■ **PROBLEM REQUIREMENTS**: Write each line out again exactly as written.

■ **SUPPLIED RECORDS**:

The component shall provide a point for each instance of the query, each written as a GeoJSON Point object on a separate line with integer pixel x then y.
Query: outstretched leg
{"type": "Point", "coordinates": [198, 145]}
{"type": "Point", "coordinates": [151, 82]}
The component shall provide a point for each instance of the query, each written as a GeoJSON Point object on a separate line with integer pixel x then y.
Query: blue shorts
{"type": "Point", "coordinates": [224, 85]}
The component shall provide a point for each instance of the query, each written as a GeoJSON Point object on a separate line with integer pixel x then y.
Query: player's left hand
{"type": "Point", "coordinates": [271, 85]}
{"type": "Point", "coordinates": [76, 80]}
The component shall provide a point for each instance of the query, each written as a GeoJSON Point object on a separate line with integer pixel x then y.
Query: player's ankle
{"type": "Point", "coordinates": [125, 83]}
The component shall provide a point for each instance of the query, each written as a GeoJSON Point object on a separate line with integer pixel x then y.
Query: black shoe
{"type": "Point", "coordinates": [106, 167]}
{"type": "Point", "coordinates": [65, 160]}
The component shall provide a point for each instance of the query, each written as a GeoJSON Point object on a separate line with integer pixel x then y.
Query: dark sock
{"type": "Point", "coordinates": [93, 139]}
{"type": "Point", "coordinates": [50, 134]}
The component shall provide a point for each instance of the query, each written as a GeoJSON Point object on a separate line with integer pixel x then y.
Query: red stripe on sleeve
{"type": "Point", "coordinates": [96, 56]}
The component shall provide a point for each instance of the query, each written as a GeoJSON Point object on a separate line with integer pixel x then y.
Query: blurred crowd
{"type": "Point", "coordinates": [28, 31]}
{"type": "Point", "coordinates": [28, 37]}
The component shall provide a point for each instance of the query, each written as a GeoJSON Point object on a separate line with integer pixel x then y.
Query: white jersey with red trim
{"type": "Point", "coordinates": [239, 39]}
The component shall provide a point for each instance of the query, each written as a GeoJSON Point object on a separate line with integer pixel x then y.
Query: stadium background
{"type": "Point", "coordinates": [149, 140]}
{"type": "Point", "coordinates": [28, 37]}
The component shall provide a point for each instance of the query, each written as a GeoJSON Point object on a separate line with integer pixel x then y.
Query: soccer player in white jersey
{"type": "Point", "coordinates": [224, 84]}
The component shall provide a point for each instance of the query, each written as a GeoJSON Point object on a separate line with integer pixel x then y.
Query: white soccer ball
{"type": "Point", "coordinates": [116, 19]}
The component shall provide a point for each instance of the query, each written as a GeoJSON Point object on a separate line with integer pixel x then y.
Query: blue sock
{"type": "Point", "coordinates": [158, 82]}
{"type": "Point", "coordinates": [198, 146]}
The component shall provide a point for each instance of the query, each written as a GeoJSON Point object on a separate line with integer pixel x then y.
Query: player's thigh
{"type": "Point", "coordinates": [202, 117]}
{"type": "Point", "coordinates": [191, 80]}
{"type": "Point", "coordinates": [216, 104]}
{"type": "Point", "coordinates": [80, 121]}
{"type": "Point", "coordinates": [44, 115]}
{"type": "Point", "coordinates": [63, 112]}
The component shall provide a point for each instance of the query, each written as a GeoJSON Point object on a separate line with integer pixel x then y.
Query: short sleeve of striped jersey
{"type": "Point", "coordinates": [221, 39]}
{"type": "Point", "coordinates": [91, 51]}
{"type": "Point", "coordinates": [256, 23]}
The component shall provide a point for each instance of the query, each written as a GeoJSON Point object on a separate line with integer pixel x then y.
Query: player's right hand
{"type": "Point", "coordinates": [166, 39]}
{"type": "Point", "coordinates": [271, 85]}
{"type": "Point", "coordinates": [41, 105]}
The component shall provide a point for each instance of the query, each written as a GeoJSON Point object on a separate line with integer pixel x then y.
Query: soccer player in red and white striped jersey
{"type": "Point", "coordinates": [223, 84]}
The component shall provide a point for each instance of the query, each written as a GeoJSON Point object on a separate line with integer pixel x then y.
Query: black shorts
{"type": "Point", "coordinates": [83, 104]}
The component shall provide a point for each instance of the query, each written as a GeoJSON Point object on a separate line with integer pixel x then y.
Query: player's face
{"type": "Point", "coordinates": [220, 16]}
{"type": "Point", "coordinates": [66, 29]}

■ **SOLVED PROBLEM**:
The component shall provide a point for each instance of the query, each written as a GeoJSON Point object on a separate line with integer pixel x then y.
Query: outstretched leg
{"type": "Point", "coordinates": [198, 145]}
{"type": "Point", "coordinates": [151, 82]}
The component shall provide a point for each instance of the query, each written as a GeoJSON Point object on a separate line with integer pixel x then y.
Query: blue shorts
{"type": "Point", "coordinates": [224, 85]}
The component shall provide a point for each instance of the query, each written as a GeoJSON Point object on a separate line with integer pixel x then y.
Query: player's left hand
{"type": "Point", "coordinates": [271, 85]}
{"type": "Point", "coordinates": [76, 80]}
The component shall provide a point for each instance of the query, each written as a GeoJSON Point object on a separate line with integer pixel x then y.
Query: player's ankle
{"type": "Point", "coordinates": [125, 83]}
The component shall provide a point for each instance of the query, each written as a GeoJSON Point object on a separate line with integer pixel x then y.
Query: black shoe
{"type": "Point", "coordinates": [106, 167]}
{"type": "Point", "coordinates": [65, 160]}
The component shall provide a point for each instance of the query, each written as a GeoJSON Point object on a separate line with integer pixel x then y.
Query: dark sock
{"type": "Point", "coordinates": [93, 139]}
{"type": "Point", "coordinates": [50, 134]}
The component shall provide a point for each instance of the query, each written as a GeoJSON Point object on a separate line with integer pixel x then y.
Query: red stripe on sleeve
{"type": "Point", "coordinates": [96, 56]}
The component shall provide a point for each instance of the query, each written as a GeoJSON Point object on a separate line with integer pixel x then y.
Query: blurred crowd
{"type": "Point", "coordinates": [28, 31]}
{"type": "Point", "coordinates": [28, 37]}
The component shall provide a point for each instance of the query, each written as a GeoJSON Point object on a separate line with integer pixel x then y.
Query: white jersey with red trim
{"type": "Point", "coordinates": [239, 39]}
The component shall provide a point for each instance of the query, each written as a GeoJSON Point object on a separate line with integer pixel x then y.
Query: stadium background
{"type": "Point", "coordinates": [149, 140]}
{"type": "Point", "coordinates": [28, 37]}
The component shall provide a point for each instance of the query, each written as a GeoJSON Point object on a separate line with integer pixel x then y.
Query: soccer player in white jersey
{"type": "Point", "coordinates": [224, 84]}
The component shall provide a point for each instance of the query, each written as a GeoJSON Point object on a separate line with integer pixel x then y.
Query: white soccer ball
{"type": "Point", "coordinates": [116, 19]}
The component shall provide a point for each instance of the query, each written as a GeoJSON Point object on a separate line with integer pixel x then y.
Query: blue sock
{"type": "Point", "coordinates": [158, 82]}
{"type": "Point", "coordinates": [198, 146]}
The component shall provide a point for each instance of the query, each written as a GeoJSON Point object on a separate line with integer pixel x then y.
Query: player's thigh
{"type": "Point", "coordinates": [202, 117]}
{"type": "Point", "coordinates": [191, 80]}
{"type": "Point", "coordinates": [216, 104]}
{"type": "Point", "coordinates": [80, 121]}
{"type": "Point", "coordinates": [44, 115]}
{"type": "Point", "coordinates": [63, 112]}
The component shall provide a point for each instance of the query, each written as a GeoJSON Point object on a separate line with integer pixel x then y.
Query: short sleeve of striped jersey
{"type": "Point", "coordinates": [221, 39]}
{"type": "Point", "coordinates": [91, 51]}
{"type": "Point", "coordinates": [256, 23]}
The component shall provide a point for each instance of the query, each written as a GeoJSON Point object on a separate line with integer pixel x then y.
Query: player's right hand
{"type": "Point", "coordinates": [166, 39]}
{"type": "Point", "coordinates": [271, 85]}
{"type": "Point", "coordinates": [41, 105]}
The component shall provide a point for each instance of the query, each written as a GeoJSON Point object on a separate line with integer pixel x then y.
Query: soccer player in red and white striped jersey
{"type": "Point", "coordinates": [223, 84]}
The component shall provide a point for each instance of the query, each written as a GeoJSON Point object on a separate line with integer pixel x then y.
Query: black shorts
{"type": "Point", "coordinates": [83, 104]}
The component shall provide a point for each instance of the query, each written as a GeoJSON Point object on a separate line with integer pixel x then y.
Query: player's face
{"type": "Point", "coordinates": [220, 16]}
{"type": "Point", "coordinates": [66, 29]}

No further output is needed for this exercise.